▶ [Given task]: Copy out only the span from the line with "One point belongs to every instance of the potted" to the end of the data, both ends kept, word for word.

▶ [Records provided]:
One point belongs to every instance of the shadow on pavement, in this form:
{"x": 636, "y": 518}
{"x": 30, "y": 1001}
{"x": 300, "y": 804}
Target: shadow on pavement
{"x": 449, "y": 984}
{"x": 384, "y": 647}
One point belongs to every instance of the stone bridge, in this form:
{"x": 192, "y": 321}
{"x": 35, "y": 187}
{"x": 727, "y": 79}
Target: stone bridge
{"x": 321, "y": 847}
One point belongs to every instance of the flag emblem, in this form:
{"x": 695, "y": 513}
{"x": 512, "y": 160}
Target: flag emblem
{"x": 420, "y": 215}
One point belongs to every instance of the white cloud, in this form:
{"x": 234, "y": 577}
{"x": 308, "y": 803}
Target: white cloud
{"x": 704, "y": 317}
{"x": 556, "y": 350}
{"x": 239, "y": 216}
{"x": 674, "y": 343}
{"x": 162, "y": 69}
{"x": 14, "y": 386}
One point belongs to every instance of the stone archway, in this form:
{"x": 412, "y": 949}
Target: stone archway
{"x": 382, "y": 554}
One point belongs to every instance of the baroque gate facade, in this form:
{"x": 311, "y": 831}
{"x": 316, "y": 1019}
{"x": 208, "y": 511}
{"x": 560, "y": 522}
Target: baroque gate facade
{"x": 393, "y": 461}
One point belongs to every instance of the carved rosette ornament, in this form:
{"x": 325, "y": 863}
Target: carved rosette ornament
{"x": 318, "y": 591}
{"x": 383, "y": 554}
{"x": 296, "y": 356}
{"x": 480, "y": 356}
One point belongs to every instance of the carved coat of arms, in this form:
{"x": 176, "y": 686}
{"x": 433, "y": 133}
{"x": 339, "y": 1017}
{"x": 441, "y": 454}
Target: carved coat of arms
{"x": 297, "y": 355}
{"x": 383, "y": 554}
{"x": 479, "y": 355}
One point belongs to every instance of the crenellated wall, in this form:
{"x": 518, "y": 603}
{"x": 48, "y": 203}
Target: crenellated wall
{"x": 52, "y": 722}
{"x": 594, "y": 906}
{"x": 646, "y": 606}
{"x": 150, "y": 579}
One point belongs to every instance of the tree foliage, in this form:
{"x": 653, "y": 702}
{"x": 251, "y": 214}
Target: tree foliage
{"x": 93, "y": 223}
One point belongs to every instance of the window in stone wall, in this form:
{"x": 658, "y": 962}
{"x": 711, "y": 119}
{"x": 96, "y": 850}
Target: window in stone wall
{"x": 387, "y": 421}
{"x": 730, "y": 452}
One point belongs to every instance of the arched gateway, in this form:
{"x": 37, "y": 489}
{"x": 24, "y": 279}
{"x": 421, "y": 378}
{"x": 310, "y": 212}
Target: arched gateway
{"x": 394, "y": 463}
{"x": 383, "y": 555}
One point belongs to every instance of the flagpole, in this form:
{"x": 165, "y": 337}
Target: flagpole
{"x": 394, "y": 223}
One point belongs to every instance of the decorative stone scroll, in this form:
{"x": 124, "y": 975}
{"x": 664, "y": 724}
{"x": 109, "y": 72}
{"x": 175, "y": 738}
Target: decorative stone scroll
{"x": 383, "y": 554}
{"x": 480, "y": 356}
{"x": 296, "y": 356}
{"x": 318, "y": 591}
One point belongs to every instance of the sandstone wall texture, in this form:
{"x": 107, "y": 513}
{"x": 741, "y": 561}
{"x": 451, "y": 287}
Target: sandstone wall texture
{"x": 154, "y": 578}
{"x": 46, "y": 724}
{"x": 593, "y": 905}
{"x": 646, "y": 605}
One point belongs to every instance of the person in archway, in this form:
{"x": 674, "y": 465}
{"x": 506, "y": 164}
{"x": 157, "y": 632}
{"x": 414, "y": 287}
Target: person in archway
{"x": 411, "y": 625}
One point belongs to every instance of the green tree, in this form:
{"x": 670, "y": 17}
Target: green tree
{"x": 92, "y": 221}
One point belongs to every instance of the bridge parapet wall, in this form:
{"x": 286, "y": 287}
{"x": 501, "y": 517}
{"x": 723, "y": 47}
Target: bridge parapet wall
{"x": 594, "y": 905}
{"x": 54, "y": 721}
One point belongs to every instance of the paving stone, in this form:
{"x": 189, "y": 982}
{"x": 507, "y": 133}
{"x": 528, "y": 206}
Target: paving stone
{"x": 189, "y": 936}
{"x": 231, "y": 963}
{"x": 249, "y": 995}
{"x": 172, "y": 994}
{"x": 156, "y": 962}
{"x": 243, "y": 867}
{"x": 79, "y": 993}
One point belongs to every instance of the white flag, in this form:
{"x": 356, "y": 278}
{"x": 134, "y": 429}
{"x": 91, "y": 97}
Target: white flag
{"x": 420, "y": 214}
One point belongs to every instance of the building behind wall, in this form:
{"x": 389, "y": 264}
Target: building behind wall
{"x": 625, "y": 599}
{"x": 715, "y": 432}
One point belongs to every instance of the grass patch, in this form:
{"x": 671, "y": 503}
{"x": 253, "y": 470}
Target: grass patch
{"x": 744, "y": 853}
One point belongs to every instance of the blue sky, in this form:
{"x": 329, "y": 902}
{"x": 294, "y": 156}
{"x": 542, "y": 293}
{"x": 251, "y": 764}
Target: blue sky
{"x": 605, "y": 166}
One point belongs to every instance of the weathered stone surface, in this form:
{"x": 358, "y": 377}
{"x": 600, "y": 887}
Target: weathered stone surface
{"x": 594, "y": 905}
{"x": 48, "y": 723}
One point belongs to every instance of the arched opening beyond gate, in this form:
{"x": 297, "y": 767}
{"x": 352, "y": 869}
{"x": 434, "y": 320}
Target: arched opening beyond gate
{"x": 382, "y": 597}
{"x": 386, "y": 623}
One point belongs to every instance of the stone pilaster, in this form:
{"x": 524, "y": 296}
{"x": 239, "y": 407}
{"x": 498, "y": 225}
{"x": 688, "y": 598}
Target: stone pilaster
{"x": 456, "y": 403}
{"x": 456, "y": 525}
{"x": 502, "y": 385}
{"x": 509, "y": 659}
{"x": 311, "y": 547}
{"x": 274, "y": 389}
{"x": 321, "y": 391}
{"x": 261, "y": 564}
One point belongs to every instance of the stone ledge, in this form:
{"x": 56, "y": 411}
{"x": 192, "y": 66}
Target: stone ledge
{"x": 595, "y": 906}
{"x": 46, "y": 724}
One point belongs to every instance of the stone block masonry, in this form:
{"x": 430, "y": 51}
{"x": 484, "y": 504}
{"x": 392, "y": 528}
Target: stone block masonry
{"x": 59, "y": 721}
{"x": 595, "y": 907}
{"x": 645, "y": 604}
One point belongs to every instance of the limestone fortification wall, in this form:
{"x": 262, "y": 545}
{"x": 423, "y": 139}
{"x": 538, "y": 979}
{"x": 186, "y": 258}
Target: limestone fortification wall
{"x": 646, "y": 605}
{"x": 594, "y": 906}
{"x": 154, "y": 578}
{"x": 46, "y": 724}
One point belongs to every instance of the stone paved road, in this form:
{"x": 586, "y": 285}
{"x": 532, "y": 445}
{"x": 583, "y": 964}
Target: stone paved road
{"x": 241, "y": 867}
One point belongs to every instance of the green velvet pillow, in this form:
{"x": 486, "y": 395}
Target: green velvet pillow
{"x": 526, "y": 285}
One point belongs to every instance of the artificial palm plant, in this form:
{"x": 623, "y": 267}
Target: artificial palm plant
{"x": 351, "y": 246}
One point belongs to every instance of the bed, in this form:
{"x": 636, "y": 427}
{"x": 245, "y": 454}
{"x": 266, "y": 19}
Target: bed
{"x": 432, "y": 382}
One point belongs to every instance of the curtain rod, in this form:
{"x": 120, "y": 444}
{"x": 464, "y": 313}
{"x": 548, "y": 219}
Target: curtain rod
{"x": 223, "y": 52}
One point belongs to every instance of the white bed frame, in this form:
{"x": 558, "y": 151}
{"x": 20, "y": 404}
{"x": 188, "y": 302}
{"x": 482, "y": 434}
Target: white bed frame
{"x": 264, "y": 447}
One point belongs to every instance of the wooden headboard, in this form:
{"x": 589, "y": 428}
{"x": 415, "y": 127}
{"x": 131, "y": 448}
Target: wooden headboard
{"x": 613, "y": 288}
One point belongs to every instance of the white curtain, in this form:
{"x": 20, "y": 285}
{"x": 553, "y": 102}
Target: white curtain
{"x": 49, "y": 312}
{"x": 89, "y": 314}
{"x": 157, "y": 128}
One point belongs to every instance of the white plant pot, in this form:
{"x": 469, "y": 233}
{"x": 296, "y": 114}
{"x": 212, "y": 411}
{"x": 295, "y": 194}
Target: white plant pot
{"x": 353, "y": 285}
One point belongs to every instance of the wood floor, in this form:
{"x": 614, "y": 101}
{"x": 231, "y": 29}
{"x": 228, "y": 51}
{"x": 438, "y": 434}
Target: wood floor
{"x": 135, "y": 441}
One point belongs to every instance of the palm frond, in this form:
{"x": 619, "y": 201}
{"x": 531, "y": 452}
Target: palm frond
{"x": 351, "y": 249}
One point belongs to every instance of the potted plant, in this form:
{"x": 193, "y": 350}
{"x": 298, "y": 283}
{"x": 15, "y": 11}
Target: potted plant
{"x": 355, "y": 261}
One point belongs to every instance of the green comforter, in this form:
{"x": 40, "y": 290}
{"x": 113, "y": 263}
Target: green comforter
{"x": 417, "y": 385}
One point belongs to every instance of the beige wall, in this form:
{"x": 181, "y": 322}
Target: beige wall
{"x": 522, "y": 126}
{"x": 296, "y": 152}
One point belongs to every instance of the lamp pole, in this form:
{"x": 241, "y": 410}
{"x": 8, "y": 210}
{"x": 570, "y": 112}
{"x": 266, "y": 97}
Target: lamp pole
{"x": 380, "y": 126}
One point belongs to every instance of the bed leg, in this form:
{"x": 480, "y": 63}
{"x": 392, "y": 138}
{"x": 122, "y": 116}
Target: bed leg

▶ [Complete output]:
One point belongs to every instance of the potted plant, in this form:
{"x": 193, "y": 350}
{"x": 298, "y": 283}
{"x": 15, "y": 11}
Target: potted plant
{"x": 355, "y": 261}
One point belongs to every instance of the green comforter, in this form:
{"x": 40, "y": 290}
{"x": 113, "y": 263}
Target: green comforter
{"x": 417, "y": 385}
One point belongs to every instance of the beige wall, in this form:
{"x": 181, "y": 322}
Target: beige wall
{"x": 522, "y": 126}
{"x": 296, "y": 152}
One point belongs to every instance of the lamp pole, in this form:
{"x": 241, "y": 410}
{"x": 8, "y": 210}
{"x": 570, "y": 112}
{"x": 266, "y": 97}
Target: lamp pole
{"x": 380, "y": 126}
One point belongs to every instance of the bed leg, in this form:
{"x": 480, "y": 63}
{"x": 392, "y": 138}
{"x": 122, "y": 116}
Target: bed leg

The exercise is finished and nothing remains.